* [DOCUMENT SEGMENT]:
Date posted: 7/11/2019 8 min read

How to make your message stick (and other career tips)

What you do and what you say has an impact, and these CA Library resources could help you achieve peak performance.

In Brief

  • In Stop Talking, Start Influencing, neuroscientist Jared Cooney Horvath explains how to never bore people again.
  • Other titles examine how professionals can successfully switch careers or get a big business idea off the ground.
  • All library services, excluding the cost of returning books, are free to CA ANZ members.

Reviews by Alexandra Johnson

Stop Talking, Start Influencing: 12 insights from brain science to make your message stick

Stop Talking, Start Influencing: 12 insights from brain science to make your message stick

By Jared Cooney Horvath
(Exisle Publishing)

Who hasn’t been bored rigid during a PowerPoint presentation? There’s a scientific reason why. It’s impossible for your brain to simultaneously read words while listening to someone speak. So when you’re at a talk accompanied with slides or handouts, you’re probably not listening to the speaker. Instead, you’re galloping ahead, reading the slide of what the speaker is about to say, and then sitting bored.

* [GIVEN EXERCISE A]: Give the stretch of the career tips article from "What you do" through "bore people again." again, switching "neuroscientist" to "brain researcher".

* [EXERCISE DATA]:
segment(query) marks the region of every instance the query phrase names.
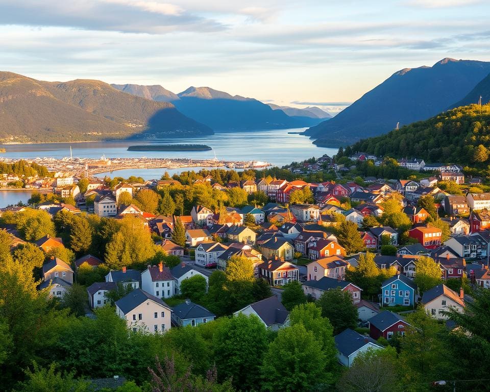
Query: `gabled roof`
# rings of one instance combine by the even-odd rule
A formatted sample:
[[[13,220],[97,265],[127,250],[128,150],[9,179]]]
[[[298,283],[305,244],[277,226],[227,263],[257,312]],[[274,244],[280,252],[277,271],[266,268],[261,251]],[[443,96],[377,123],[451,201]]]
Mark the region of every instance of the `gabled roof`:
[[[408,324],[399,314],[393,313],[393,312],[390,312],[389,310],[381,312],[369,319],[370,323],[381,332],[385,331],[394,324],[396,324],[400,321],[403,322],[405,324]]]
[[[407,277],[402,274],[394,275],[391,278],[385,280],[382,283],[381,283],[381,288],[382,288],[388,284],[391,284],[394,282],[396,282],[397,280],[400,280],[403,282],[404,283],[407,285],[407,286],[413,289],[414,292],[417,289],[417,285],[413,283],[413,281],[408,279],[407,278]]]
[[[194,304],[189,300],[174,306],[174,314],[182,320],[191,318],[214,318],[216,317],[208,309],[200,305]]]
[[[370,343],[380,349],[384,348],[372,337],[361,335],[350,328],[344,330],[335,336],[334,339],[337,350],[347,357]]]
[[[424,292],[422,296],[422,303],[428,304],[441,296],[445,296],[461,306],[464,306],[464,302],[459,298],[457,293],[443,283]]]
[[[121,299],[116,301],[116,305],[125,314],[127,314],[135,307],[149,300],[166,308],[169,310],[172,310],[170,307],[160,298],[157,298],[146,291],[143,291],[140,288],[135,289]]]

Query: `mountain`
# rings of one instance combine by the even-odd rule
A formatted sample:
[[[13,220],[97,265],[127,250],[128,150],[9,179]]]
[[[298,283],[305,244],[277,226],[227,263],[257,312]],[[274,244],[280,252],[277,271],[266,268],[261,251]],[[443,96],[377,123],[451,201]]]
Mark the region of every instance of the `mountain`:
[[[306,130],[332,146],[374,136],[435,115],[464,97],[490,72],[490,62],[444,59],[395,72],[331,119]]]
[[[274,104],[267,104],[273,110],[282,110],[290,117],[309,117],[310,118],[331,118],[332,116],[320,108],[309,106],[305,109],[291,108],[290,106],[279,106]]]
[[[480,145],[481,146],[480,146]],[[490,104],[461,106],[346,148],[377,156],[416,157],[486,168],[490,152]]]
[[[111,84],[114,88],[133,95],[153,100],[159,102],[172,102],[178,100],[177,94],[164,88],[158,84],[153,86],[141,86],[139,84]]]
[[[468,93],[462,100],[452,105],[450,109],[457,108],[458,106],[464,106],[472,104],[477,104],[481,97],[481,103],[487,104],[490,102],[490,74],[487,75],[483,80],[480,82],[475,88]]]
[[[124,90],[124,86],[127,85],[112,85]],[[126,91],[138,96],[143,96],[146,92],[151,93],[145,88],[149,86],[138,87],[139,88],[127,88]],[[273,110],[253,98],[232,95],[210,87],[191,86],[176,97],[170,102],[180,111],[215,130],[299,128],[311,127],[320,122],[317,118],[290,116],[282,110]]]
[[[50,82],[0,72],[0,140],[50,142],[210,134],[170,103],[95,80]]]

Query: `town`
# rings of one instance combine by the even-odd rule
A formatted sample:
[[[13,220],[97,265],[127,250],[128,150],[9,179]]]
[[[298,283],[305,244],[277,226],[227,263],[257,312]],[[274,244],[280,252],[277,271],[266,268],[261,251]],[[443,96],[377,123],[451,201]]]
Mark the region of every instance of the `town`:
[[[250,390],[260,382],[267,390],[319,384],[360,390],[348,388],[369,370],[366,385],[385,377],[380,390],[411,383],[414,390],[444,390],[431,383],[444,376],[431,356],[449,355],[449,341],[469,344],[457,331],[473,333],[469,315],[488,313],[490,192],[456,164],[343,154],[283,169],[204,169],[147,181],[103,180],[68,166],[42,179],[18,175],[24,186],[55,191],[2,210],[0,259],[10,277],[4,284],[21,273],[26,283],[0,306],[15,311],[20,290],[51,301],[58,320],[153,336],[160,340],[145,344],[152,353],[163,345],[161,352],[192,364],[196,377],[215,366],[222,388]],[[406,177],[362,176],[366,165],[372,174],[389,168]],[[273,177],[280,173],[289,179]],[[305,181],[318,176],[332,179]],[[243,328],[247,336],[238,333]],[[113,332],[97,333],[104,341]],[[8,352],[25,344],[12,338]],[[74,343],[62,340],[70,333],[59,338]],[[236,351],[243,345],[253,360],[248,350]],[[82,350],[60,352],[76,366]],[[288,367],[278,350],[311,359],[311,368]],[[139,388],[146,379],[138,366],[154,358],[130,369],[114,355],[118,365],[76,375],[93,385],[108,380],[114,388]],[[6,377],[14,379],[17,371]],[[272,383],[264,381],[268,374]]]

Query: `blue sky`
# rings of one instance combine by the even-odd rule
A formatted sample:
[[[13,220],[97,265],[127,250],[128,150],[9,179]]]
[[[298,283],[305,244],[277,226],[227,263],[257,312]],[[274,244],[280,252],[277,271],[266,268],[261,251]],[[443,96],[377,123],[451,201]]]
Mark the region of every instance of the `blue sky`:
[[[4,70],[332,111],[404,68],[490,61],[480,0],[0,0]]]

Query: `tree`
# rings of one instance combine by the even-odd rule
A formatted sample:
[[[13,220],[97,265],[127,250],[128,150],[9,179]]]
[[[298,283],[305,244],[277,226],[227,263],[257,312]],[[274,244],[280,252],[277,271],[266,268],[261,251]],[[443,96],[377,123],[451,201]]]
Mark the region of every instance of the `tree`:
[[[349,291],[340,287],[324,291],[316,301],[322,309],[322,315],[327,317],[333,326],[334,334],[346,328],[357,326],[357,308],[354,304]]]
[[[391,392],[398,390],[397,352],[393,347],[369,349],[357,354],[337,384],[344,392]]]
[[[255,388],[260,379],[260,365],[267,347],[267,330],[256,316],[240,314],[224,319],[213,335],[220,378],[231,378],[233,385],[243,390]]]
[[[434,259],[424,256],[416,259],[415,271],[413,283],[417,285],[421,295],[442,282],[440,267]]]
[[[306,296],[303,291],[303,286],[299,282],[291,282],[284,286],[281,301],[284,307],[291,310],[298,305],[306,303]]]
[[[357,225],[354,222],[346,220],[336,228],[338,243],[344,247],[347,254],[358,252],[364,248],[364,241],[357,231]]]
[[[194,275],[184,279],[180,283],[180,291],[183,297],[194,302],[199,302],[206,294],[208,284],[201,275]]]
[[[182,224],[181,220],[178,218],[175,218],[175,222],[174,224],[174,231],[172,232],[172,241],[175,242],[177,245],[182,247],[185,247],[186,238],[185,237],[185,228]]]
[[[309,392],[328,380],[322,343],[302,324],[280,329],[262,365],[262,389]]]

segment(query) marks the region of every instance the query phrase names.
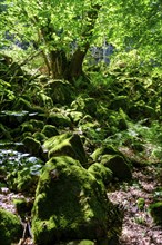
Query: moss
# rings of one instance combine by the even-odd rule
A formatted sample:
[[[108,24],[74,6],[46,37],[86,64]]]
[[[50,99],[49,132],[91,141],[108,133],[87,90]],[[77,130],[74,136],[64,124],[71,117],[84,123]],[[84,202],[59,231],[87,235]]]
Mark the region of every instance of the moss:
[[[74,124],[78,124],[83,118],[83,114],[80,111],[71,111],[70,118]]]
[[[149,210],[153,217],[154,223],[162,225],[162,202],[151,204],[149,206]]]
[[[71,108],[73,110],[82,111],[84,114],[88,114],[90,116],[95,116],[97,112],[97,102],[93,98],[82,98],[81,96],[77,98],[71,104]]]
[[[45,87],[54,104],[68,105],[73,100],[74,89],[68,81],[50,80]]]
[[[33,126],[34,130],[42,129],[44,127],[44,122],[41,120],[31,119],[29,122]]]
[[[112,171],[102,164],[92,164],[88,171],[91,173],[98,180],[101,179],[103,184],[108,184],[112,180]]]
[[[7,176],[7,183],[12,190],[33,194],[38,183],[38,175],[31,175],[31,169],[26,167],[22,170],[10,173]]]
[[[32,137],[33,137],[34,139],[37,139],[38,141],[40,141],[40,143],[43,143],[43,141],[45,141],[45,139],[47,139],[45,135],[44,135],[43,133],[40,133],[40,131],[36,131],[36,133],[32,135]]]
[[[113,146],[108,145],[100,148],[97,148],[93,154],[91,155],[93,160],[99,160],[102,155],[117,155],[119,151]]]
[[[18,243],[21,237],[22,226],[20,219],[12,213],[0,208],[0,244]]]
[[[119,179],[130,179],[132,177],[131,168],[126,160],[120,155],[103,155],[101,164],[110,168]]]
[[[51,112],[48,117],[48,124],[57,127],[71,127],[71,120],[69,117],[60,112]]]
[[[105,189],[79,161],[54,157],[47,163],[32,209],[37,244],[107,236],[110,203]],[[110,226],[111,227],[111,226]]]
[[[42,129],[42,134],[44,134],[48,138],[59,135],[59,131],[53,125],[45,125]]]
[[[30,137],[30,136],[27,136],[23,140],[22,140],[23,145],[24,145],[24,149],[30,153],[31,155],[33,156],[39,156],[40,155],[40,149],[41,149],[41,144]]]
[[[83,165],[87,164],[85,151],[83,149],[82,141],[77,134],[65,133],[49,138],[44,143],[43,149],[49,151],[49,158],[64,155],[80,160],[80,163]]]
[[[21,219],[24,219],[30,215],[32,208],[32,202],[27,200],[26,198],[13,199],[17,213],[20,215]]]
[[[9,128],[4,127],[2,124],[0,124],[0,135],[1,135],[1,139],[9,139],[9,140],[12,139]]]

* [GIVEN EXERCISE B]: How many lines in the listing contain the string "moss", counting case as significant? Reply with the number alone.

* [ANSWER A]:
What you do and what you say has an impact, and these CA Library resources could help you achieve peak performance.

In Brief

  • In Stop Talking, Start Influencing, brain researcher Jared Cooney Horvath explains how to never bore people again.

* [ANSWER B]: 2